TASK REQUIREMENTS: Extract the final stretch of the data: the line that contains "Find the microphone" and every line after it, unaltered, and no other lines.

LISTING:
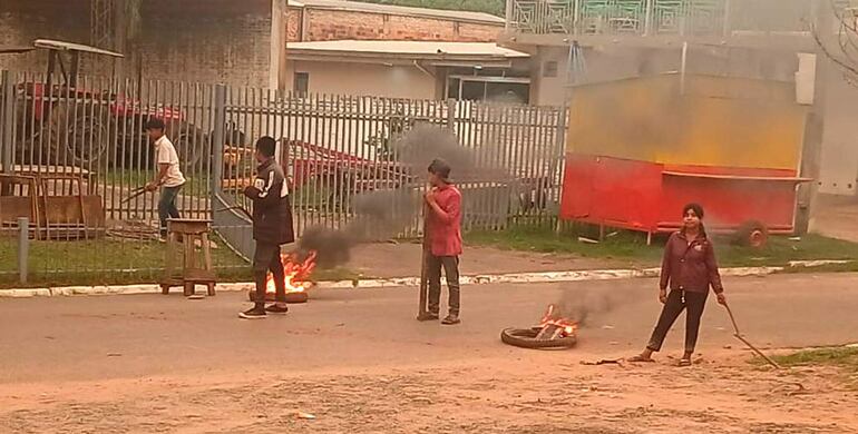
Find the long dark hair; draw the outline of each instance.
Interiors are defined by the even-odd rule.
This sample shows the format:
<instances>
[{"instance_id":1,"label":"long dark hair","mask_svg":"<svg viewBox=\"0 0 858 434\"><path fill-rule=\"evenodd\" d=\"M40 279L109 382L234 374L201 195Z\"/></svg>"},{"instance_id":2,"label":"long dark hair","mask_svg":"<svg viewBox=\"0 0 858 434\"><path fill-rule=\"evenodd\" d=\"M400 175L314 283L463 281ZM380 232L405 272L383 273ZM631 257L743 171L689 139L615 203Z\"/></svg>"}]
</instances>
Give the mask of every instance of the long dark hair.
<instances>
[{"instance_id":1,"label":"long dark hair","mask_svg":"<svg viewBox=\"0 0 858 434\"><path fill-rule=\"evenodd\" d=\"M700 235L702 235L703 238L709 238L709 235L706 235L706 228L703 226L703 215L705 215L703 207L700 204L685 205L685 207L682 208L682 218L685 218L689 211L694 211L694 215L700 218ZM685 234L685 225L682 226L681 233Z\"/></svg>"}]
</instances>

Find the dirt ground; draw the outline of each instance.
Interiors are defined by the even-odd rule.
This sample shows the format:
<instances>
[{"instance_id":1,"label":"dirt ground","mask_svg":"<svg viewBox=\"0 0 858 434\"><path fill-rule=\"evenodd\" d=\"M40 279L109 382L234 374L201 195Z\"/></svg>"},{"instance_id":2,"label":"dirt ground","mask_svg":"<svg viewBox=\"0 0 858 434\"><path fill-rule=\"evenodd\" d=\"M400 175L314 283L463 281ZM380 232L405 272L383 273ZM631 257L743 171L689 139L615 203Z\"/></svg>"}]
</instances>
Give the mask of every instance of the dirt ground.
<instances>
[{"instance_id":1,"label":"dirt ground","mask_svg":"<svg viewBox=\"0 0 858 434\"><path fill-rule=\"evenodd\" d=\"M417 243L359 245L352 250L348 267L365 276L379 278L417 276L420 274L421 253L421 246ZM510 274L628 268L631 266L630 262L623 260L589 259L573 255L534 254L468 246L467 260L461 263L461 273L462 275Z\"/></svg>"},{"instance_id":2,"label":"dirt ground","mask_svg":"<svg viewBox=\"0 0 858 434\"><path fill-rule=\"evenodd\" d=\"M779 352L858 341L857 278L727 285L745 334ZM456 327L415 322L415 288L319 292L261 322L236 318L241 294L0 299L0 432L858 432L848 373L749 363L713 303L691 368L671 358L682 324L655 364L582 365L640 349L653 285L466 287ZM558 300L589 307L576 348L499 342Z\"/></svg>"}]
</instances>

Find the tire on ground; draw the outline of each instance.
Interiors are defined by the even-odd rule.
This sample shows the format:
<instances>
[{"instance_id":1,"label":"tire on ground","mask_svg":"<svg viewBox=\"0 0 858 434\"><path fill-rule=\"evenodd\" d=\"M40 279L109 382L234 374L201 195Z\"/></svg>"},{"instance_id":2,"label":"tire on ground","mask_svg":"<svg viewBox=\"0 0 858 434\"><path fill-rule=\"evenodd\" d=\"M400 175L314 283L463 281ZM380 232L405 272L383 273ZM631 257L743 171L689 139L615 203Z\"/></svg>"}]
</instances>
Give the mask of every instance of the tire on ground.
<instances>
[{"instance_id":1,"label":"tire on ground","mask_svg":"<svg viewBox=\"0 0 858 434\"><path fill-rule=\"evenodd\" d=\"M500 341L507 345L532 349L569 348L575 346L577 338L566 336L550 341L537 341L538 328L506 328L500 332Z\"/></svg>"}]
</instances>

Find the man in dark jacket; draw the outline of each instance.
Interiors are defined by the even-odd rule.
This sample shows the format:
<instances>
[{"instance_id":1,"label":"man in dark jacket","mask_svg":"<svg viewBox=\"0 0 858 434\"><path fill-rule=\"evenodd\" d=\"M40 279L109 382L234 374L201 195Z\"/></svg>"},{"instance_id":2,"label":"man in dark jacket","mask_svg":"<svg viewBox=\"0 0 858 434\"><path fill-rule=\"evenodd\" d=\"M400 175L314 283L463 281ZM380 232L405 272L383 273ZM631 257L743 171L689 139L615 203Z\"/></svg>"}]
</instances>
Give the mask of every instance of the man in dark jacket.
<instances>
[{"instance_id":1,"label":"man in dark jacket","mask_svg":"<svg viewBox=\"0 0 858 434\"><path fill-rule=\"evenodd\" d=\"M295 240L292 229L292 209L289 203L289 185L283 169L274 159L276 141L262 137L256 141L256 179L244 189L253 199L253 239L256 251L253 255L253 279L256 284L255 304L252 309L238 316L245 319L265 318L269 314L285 314L286 284L280 246ZM271 272L276 288L275 303L265 307L267 274Z\"/></svg>"}]
</instances>

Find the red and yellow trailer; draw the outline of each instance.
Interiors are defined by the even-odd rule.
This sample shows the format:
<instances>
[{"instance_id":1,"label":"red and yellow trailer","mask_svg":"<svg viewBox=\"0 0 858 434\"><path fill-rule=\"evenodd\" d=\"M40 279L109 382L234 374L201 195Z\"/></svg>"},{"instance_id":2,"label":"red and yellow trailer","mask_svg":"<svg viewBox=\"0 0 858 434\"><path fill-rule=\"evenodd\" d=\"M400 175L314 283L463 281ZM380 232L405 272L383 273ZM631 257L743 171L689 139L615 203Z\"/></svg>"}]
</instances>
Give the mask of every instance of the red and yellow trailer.
<instances>
[{"instance_id":1,"label":"red and yellow trailer","mask_svg":"<svg viewBox=\"0 0 858 434\"><path fill-rule=\"evenodd\" d=\"M792 83L665 75L578 87L560 217L674 231L688 203L708 228L794 229L807 109Z\"/></svg>"}]
</instances>

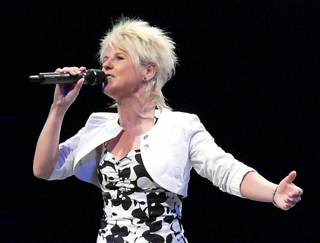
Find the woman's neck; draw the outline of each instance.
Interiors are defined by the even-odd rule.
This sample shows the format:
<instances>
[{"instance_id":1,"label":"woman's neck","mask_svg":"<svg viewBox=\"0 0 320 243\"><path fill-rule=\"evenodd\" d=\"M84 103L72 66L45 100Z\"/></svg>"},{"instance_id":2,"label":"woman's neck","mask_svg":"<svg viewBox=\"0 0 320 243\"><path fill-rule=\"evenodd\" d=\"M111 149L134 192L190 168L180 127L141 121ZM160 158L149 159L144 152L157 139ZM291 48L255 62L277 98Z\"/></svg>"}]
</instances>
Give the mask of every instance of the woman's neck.
<instances>
[{"instance_id":1,"label":"woman's neck","mask_svg":"<svg viewBox=\"0 0 320 243\"><path fill-rule=\"evenodd\" d=\"M120 126L124 131L143 134L153 126L154 108L146 109L140 99L130 99L118 102Z\"/></svg>"}]
</instances>

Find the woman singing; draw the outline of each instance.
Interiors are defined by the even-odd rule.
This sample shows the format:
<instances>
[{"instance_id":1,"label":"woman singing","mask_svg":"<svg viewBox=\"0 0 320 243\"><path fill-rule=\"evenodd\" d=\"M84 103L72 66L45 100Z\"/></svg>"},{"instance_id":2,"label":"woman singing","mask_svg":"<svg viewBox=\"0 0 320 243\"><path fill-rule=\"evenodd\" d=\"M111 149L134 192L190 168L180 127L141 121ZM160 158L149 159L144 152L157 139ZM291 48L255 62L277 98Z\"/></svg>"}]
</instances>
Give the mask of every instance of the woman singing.
<instances>
[{"instance_id":1,"label":"woman singing","mask_svg":"<svg viewBox=\"0 0 320 243\"><path fill-rule=\"evenodd\" d=\"M74 136L59 144L63 117L81 88L57 85L37 145L33 170L48 180L72 175L99 187L104 214L97 242L187 242L181 223L194 168L223 191L272 202L284 210L302 191L293 171L278 185L215 143L198 117L173 111L161 89L174 74L175 43L164 31L123 18L101 41L102 92L117 113L93 113ZM85 68L58 69L75 75Z\"/></svg>"}]
</instances>

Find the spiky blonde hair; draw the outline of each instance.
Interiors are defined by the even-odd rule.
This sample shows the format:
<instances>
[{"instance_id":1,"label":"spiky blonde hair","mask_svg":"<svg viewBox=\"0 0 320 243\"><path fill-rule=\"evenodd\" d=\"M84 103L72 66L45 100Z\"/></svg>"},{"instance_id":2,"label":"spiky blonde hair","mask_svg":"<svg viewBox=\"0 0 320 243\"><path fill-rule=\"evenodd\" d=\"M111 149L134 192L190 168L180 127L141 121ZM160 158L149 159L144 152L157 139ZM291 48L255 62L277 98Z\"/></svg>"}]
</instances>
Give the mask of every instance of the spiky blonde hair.
<instances>
[{"instance_id":1,"label":"spiky blonde hair","mask_svg":"<svg viewBox=\"0 0 320 243\"><path fill-rule=\"evenodd\" d=\"M113 23L101 40L99 54L101 64L105 52L115 46L128 53L137 69L150 62L156 67L154 77L147 85L144 107L160 105L171 109L161 89L174 75L177 62L175 43L172 39L163 30L140 19L122 17Z\"/></svg>"}]
</instances>

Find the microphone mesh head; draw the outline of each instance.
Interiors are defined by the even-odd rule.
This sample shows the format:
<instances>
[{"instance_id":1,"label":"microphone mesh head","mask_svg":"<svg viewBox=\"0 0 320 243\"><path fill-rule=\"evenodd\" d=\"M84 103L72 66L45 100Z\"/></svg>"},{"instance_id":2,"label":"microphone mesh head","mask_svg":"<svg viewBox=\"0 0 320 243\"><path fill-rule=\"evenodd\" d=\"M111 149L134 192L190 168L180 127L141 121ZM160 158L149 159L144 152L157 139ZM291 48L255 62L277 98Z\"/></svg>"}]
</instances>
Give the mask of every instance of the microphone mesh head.
<instances>
[{"instance_id":1,"label":"microphone mesh head","mask_svg":"<svg viewBox=\"0 0 320 243\"><path fill-rule=\"evenodd\" d=\"M101 84L106 80L106 74L101 70L90 69L87 70L86 72L86 84L90 85Z\"/></svg>"}]
</instances>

TASK RESULT:
Find the microphone mesh head; draw the outline of each instance.
Interiors are defined by the even-odd rule.
This sample shows the format:
<instances>
[{"instance_id":1,"label":"microphone mesh head","mask_svg":"<svg viewBox=\"0 0 320 243\"><path fill-rule=\"evenodd\" d=\"M84 103L72 66L45 100Z\"/></svg>"},{"instance_id":2,"label":"microphone mesh head","mask_svg":"<svg viewBox=\"0 0 320 243\"><path fill-rule=\"evenodd\" d=\"M111 149L134 192L190 168L180 127L141 121ZM160 158L149 159L144 152L157 139ZM291 48L255 62L277 98Z\"/></svg>"}]
</instances>
Give the mask of every instance of the microphone mesh head.
<instances>
[{"instance_id":1,"label":"microphone mesh head","mask_svg":"<svg viewBox=\"0 0 320 243\"><path fill-rule=\"evenodd\" d=\"M101 84L106 80L106 74L101 70L90 69L87 70L86 72L86 84L90 85Z\"/></svg>"}]
</instances>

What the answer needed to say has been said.